Data provided:
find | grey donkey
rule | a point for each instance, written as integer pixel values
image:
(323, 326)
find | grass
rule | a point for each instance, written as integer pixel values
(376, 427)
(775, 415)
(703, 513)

What is being asked: Reproduce all of the rows above verbatim, keeping each line unchanged and in its original order.

Written solution:
find | grey donkey
rule | a point for each instance, written as integer pixel values
image:
(323, 326)
find | grass
rule | a point for each instance, written as integer pixel values
(376, 427)
(775, 415)
(703, 513)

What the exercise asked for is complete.